(Data extracted from a collection)

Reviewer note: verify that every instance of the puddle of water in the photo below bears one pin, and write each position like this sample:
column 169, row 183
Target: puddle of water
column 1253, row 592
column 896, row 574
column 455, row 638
---
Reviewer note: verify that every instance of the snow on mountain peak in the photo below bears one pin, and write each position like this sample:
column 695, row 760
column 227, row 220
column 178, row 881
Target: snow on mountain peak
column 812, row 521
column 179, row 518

> [Prompt] Each line carrying the string "position" should be copied out from the entries.

> [Answer below]
Reviewer note: verify that every instance of the puddle of water in the photo below bears one pin, and write each position like this sample:
Reviewer note: verify that every instance of the snow on mountain peak in the photo below bears one pin, and write each position like this sample:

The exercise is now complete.